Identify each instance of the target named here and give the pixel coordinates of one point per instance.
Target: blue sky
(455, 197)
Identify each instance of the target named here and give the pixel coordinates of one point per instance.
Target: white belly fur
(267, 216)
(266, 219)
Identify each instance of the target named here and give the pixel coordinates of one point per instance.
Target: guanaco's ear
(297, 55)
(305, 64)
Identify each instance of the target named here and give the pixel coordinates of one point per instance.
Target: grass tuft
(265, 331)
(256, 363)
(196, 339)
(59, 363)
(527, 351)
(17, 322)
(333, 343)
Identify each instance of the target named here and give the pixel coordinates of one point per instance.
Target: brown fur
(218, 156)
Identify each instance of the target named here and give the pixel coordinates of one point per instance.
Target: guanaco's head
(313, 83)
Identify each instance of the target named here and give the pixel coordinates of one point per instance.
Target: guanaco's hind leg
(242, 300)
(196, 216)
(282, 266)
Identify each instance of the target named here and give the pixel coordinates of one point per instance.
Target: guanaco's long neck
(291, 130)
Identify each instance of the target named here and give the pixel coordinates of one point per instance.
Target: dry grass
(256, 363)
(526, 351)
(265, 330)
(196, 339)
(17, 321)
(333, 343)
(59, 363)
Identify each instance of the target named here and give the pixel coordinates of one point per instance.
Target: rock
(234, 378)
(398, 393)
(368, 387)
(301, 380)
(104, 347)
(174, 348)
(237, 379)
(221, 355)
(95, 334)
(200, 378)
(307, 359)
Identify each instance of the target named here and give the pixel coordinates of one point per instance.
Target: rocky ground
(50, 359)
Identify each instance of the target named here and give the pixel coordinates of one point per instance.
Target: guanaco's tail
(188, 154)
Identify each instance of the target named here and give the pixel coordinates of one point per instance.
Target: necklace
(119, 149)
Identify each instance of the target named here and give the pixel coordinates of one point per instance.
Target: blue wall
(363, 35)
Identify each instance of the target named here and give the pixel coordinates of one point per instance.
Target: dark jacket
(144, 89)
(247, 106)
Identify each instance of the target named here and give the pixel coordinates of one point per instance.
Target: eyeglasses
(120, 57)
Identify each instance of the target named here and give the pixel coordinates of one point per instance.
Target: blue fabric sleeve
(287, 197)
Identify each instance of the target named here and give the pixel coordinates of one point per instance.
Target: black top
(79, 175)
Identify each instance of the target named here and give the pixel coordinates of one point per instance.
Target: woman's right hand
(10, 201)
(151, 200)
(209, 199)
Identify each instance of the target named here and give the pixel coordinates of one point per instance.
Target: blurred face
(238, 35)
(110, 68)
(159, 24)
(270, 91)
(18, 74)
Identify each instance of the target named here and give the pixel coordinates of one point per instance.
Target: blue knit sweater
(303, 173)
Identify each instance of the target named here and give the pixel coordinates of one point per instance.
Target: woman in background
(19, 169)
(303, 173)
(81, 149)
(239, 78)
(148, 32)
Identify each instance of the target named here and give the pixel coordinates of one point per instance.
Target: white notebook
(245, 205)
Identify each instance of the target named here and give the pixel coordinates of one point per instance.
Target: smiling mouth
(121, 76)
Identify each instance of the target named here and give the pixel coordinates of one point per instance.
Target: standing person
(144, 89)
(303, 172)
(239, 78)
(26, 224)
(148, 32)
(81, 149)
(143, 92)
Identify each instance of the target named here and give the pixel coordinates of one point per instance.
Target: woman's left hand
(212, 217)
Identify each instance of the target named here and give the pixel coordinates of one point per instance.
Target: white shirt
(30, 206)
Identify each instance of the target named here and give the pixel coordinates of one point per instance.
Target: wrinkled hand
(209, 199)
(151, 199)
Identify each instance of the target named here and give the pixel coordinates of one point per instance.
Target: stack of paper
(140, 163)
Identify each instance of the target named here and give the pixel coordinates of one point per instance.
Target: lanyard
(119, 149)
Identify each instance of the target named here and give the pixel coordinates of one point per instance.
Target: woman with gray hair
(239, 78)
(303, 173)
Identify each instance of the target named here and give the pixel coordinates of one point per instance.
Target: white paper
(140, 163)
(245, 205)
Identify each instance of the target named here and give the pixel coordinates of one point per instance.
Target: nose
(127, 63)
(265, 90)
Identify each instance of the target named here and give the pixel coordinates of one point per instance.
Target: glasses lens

------------------------------------------------------------

Would you write the records out again, word for word?

Expected answer:
Identify each instance of the target named here and give the pixel coordinates of one point per instance.
Target: blue sky
(455, 197)
Identify each instance of the target named here and give the pixel coordinates of one point per instance.
Target: white belly fur
(267, 216)
(266, 219)
Identify each instance of the target named here and give the pixel coordinates of one point per instance.
Target: guanaco's ear
(297, 55)
(305, 64)
Identify each instance of the target named here and give the pixel coordinates of one point per instance.
Target: grass tuft
(265, 331)
(256, 363)
(196, 339)
(59, 363)
(527, 351)
(17, 322)
(333, 343)
Identify each instance of the target named here and give the pixel coordinates of one point per instance.
Target: brown fur
(218, 156)
Identify each instance of the target named here and give the pixel coordinates of one point per instance.
Target: guanaco's head
(313, 83)
Identify each instance of the target named here and give the pixel coordinates of one point per instance.
Target: guanaco's hind leg
(242, 300)
(196, 216)
(282, 266)
Identify each instance of the target named here and give the pixel coordinates of one point per instance.
Target: guanaco's long neck
(291, 130)
Identify each instance of the target named here and give the pixel coordinates of one point per instance.
Target: dry grass
(256, 363)
(526, 351)
(265, 330)
(196, 339)
(17, 321)
(333, 343)
(59, 363)
Identify each instance of the target named here and give the pixel coordinates of one point per instance.
Target: rock
(234, 378)
(398, 393)
(368, 387)
(301, 380)
(104, 347)
(174, 348)
(237, 379)
(221, 355)
(95, 334)
(200, 378)
(307, 359)
Identify each instance of the target named here and give the pixel coordinates of one point per instance.
Target: rocky ground
(50, 359)
Identify each instance of the target named here and give the pixel coordinates of one point per instance.
Target: guanaco's tail
(188, 154)
Identify each instance of the target named here and give the pixel coordinates of one point per instance.
Target: necklace
(119, 149)
Identify each instance of the target named here and give the pixel coordinates of one point per instance.
Target: blue wall
(363, 35)
Identify each instance of the target named here and give the pixel coordinates of one point per instance.
Target: dark jacket
(144, 89)
(247, 106)
Identify each instance of the target named here and give the pixel coordinates of one point per instance.
Target: eyeglasses
(120, 57)
Identify each instance of the target named here and give the pixel coordinates of one point per instance.
Target: blue fabric sleeve
(287, 197)
Identify each instance of the target named here and give the pixel coordinates of one point per instance.
Target: black top
(79, 175)
Identify each instance of the target named here and give the pixel coordinates of one point per instance.
Target: woman's right hand
(10, 201)
(151, 200)
(209, 199)
Identify each instance of the target named here and give the pixel coordinates of one point per instance.
Target: blurred face
(238, 35)
(110, 68)
(159, 24)
(270, 91)
(18, 74)
Identify each instance of the target named here and give the pixel coordinates of one point per instance.
Target: blue knit sweater
(303, 173)
Identify each instance of the target named here and give the pixel coordinates of one point per instance.
Target: woman in background
(19, 169)
(303, 173)
(81, 149)
(239, 78)
(148, 32)
Identify each instance of the target named here and give the pixel coordinates of one point per instance.
Target: white notebook
(245, 205)
Identify each instance of the target named here and give the pixel coordinates of one point per instance.
Target: smiling mouth
(121, 76)
Identify each instance of the target named here and give the pixel coordinates of one point per instance.
Target: standing person
(144, 89)
(303, 172)
(239, 78)
(26, 224)
(148, 32)
(81, 149)
(143, 92)
Identify each instance of the target named here and give the pixel coordinates of one point per instance.
Target: woman's left hand
(212, 217)
Identify each instance of the target named here and give the pixel coordinates of one point per instance.
Target: white shirt
(30, 206)
Identify each instance of the target named here and give the pixel coordinates of one point per instance.
Target: wrinkled hand
(209, 199)
(151, 199)
Identify each instance of the target named here and give the pixel coordinates of one point per instance.
Target: stack of paper
(140, 163)
Identify each instance of the target named here and give the pixel coordinates of one point per instance.
Target: lanyard
(119, 149)
Identify each instance of the target named here and give the pixel coordinates of one point per instance.
Target: woman with gray hair
(239, 78)
(303, 173)
Identify each instance of the target named here and give the pixel coordinates of one point per instance.
Target: white paper
(140, 163)
(245, 205)
Identify each instance of the target named here and give the pixel coordinates of one point per instance.
Target: nose
(127, 63)
(265, 90)
Identify each instance of the target named here and give the pixel coordinates of one point per instance.
Target: glasses lens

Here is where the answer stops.